> [REQUIREMENT]: In the records that follow, count each line where the string "negative" occurs. Provide the total and no other text.

Source records:
[Start of Attachment]
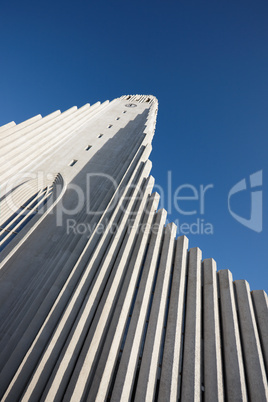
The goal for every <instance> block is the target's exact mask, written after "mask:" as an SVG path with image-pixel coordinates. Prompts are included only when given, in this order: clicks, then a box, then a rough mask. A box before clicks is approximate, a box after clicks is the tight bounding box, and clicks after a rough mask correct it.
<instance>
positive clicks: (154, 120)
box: [0, 95, 268, 402]
mask: <svg viewBox="0 0 268 402" xmlns="http://www.w3.org/2000/svg"><path fill="white" fill-rule="evenodd" d="M157 109H158V102H157V100H156V98H155V97H153V96H151V95H146V96H143V95H134V96H130V95H128V96H122V97H121V98H117V99H114V100H113V101H111V102H109V101H106V102H104V103H102V104H101V103H100V102H97V103H96V104H94V105H92V106H90V105H89V104H86V105H84V106H83V107H81V108H80V109H77V108H76V107H73V108H71V109H69V110H67V111H66V112H64V113H61V112H60V111H56V112H54V113H52V114H50V115H48V116H46V117H44V118H42V116H40V115H38V116H35V117H33V118H32V119H29V120H27V121H25V122H23V123H21V124H19V125H15V123H13V122H12V123H9V124H7V125H5V126H3V127H1V128H0V141H1V148H0V154H1V158H2V160H3V161H4V162H3V164H2V166H3V168H2V169H1V173H0V176H1V177H0V183H1V198H0V207H1V215H0V225H1V226H0V228H1V234H0V235H1V237H0V250H1V253H0V256H1V263H0V355H1V357H0V398H1V400H3V401H12V402H14V401H17V400H22V401H29V400H31V401H39V400H46V401H52V400H53V401H54V400H55V401H61V400H66V401H70V400H72V401H84V400H90V401H92V400H96V401H104V400H112V401H119V400H121V401H127V400H135V401H139V402H140V401H144V400H146V401H150V400H152V401H153V400H158V401H177V400H181V401H188V400H189V401H198V400H201V399H202V398H204V400H206V401H213V402H215V400H217V401H223V400H226V399H228V400H230V401H233V400H241V401H247V400H253V401H266V400H268V389H267V372H268V342H267V339H268V299H267V295H266V293H265V292H264V291H262V290H257V291H250V288H249V285H248V283H247V282H246V281H243V280H239V281H234V282H233V280H232V274H231V272H230V271H229V270H220V271H218V272H217V269H216V262H215V261H214V260H213V259H206V260H202V252H201V250H200V249H198V248H194V249H188V239H187V238H186V237H184V236H181V237H178V238H176V226H175V225H174V224H173V223H169V224H168V225H165V222H166V211H165V210H164V209H161V210H158V202H159V195H158V194H157V193H152V189H153V186H154V179H153V178H152V177H151V176H150V170H151V162H150V160H149V155H150V152H151V143H152V139H153V135H154V130H155V124H156V115H157ZM223 246H224V245H223Z"/></svg>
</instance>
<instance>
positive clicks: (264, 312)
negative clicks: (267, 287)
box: [251, 290, 268, 377]
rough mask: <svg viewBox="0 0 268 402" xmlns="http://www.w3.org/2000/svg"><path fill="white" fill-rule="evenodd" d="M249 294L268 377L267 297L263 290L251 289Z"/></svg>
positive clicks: (267, 309) (267, 327)
mask: <svg viewBox="0 0 268 402" xmlns="http://www.w3.org/2000/svg"><path fill="white" fill-rule="evenodd" d="M251 295H252V299H253V305H254V309H255V317H256V321H257V324H258V331H259V337H260V341H261V346H262V353H263V358H264V363H265V367H266V372H267V377H268V342H267V339H268V297H267V294H266V293H265V292H264V290H253V291H252V292H251Z"/></svg>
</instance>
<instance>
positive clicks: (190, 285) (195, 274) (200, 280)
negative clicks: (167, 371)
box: [181, 248, 202, 402]
mask: <svg viewBox="0 0 268 402" xmlns="http://www.w3.org/2000/svg"><path fill="white" fill-rule="evenodd" d="M201 258H202V253H201V250H200V249H199V248H193V249H190V250H189V264H188V281H187V300H186V321H185V336H184V351H183V362H182V364H183V366H182V390H181V400H182V401H191V402H199V401H200V400H201V279H202V278H201Z"/></svg>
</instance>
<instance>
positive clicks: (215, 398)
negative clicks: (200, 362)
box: [202, 259, 224, 402]
mask: <svg viewBox="0 0 268 402" xmlns="http://www.w3.org/2000/svg"><path fill="white" fill-rule="evenodd" d="M216 271H217V267H216V262H215V261H214V260H213V259H206V260H204V261H203V275H204V277H203V278H204V280H203V286H204V305H203V307H202V308H203V312H204V313H203V317H204V323H203V325H204V392H205V402H214V401H215V400H217V401H219V402H220V401H222V402H223V401H224V394H223V373H222V358H221V339H220V321H219V304H218V285H217V273H216Z"/></svg>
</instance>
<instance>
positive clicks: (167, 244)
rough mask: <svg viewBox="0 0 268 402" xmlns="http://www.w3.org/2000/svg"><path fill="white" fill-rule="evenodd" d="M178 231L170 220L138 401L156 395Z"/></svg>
mask: <svg viewBox="0 0 268 402" xmlns="http://www.w3.org/2000/svg"><path fill="white" fill-rule="evenodd" d="M176 231H177V226H176V225H175V224H174V223H169V224H168V225H167V226H166V228H165V232H164V240H163V246H162V250H161V259H160V265H159V271H158V276H157V282H156V287H155V291H154V298H153V304H152V309H151V313H150V318H149V324H148V329H147V334H146V339H145V345H144V349H143V354H142V360H141V367H140V373H139V379H138V384H137V389H136V394H135V401H137V402H139V401H148V402H149V401H153V400H154V396H155V388H156V382H157V373H158V367H159V357H160V354H161V342H162V337H163V327H164V319H165V313H166V307H167V297H168V290H169V284H170V277H171V272H172V262H173V256H174V249H175V247H174V246H175V236H176Z"/></svg>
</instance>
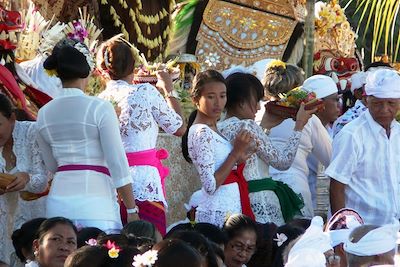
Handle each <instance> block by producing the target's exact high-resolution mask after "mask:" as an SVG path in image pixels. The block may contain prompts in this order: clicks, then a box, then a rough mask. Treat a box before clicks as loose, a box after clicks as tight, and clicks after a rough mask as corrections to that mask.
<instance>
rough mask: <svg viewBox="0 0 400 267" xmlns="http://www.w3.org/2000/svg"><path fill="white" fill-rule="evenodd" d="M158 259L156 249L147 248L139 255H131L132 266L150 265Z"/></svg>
mask: <svg viewBox="0 0 400 267" xmlns="http://www.w3.org/2000/svg"><path fill="white" fill-rule="evenodd" d="M157 259H158V251H157V250H153V249H152V250H148V251H146V252H145V253H143V254H141V255H136V256H135V257H133V263H132V266H133V267H152V266H153V264H155V263H156V261H157Z"/></svg>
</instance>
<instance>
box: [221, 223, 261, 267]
mask: <svg viewBox="0 0 400 267" xmlns="http://www.w3.org/2000/svg"><path fill="white" fill-rule="evenodd" d="M256 240H257V235H256V233H255V232H254V231H252V230H245V231H242V232H241V233H240V234H238V235H237V236H235V237H234V238H232V239H231V240H229V241H228V243H227V245H226V246H225V251H224V253H225V264H226V266H227V267H242V265H243V264H246V263H247V262H248V261H249V260H250V259H251V257H252V256H253V254H254V252H255V251H256Z"/></svg>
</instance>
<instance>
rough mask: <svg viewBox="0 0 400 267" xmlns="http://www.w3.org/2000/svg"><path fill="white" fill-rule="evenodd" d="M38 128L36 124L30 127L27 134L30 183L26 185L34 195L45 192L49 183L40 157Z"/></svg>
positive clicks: (43, 162)
mask: <svg viewBox="0 0 400 267" xmlns="http://www.w3.org/2000/svg"><path fill="white" fill-rule="evenodd" d="M37 136H38V134H37V128H36V125H35V124H34V123H32V125H31V126H30V127H29V130H28V134H27V142H28V146H29V150H28V151H30V157H29V158H30V162H29V164H30V171H29V175H30V181H29V183H28V184H27V185H26V188H25V189H26V190H27V191H29V192H32V193H41V192H43V191H44V190H45V189H46V187H47V183H48V177H47V171H46V167H45V165H44V162H43V160H42V157H41V156H40V150H39V145H38V143H37Z"/></svg>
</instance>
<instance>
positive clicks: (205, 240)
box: [170, 231, 218, 267]
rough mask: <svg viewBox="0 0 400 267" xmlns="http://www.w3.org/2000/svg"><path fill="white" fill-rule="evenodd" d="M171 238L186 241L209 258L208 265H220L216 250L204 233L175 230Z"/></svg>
mask: <svg viewBox="0 0 400 267" xmlns="http://www.w3.org/2000/svg"><path fill="white" fill-rule="evenodd" d="M170 238H172V239H179V240H183V241H185V242H186V243H188V244H189V245H190V246H192V247H193V248H195V249H196V250H197V251H198V252H199V253H200V255H201V256H203V258H204V259H206V260H207V263H208V264H207V266H209V267H218V263H217V258H216V256H215V253H214V250H213V249H212V247H211V245H210V242H209V241H208V240H207V239H206V238H205V237H204V236H203V235H202V234H200V233H198V232H196V231H175V232H174V233H173V234H172V235H171V236H170Z"/></svg>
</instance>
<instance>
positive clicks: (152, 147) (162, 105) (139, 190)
mask: <svg viewBox="0 0 400 267" xmlns="http://www.w3.org/2000/svg"><path fill="white" fill-rule="evenodd" d="M98 97H100V98H103V99H106V100H109V101H111V102H114V104H116V105H117V106H118V107H119V108H120V109H121V114H120V115H119V123H120V132H121V138H122V143H123V145H124V149H125V152H127V153H129V152H138V151H142V150H149V149H154V148H155V147H156V142H157V136H158V131H159V126H160V127H161V128H162V129H163V130H164V131H165V132H166V133H169V134H173V133H175V132H176V131H177V130H178V129H179V128H180V127H181V126H182V123H183V122H182V119H181V117H180V116H179V115H178V114H177V113H176V112H175V111H174V110H173V109H172V108H170V107H169V106H168V104H167V102H166V101H165V99H164V98H163V97H162V95H161V94H160V93H159V92H158V90H157V89H156V88H155V87H154V86H151V85H150V84H148V83H146V84H138V85H131V84H128V83H127V82H125V81H122V80H116V81H115V80H111V81H109V82H107V87H106V89H105V90H104V91H103V92H102V93H101V94H99V96H98ZM130 172H131V176H132V178H133V191H134V195H135V198H136V199H137V200H139V201H146V200H147V201H160V202H163V203H164V205H165V206H166V205H167V202H166V200H165V197H164V195H163V191H162V186H161V181H160V175H159V173H158V171H157V169H156V168H155V167H152V166H131V167H130Z"/></svg>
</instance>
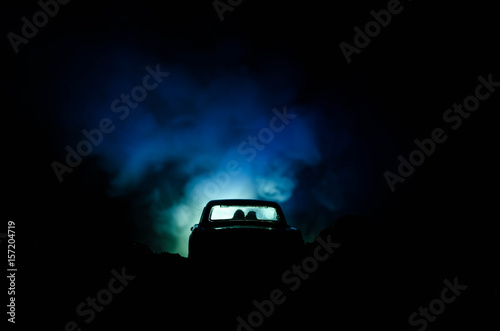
[End of Attachment]
> [TASK RESPONSE]: 3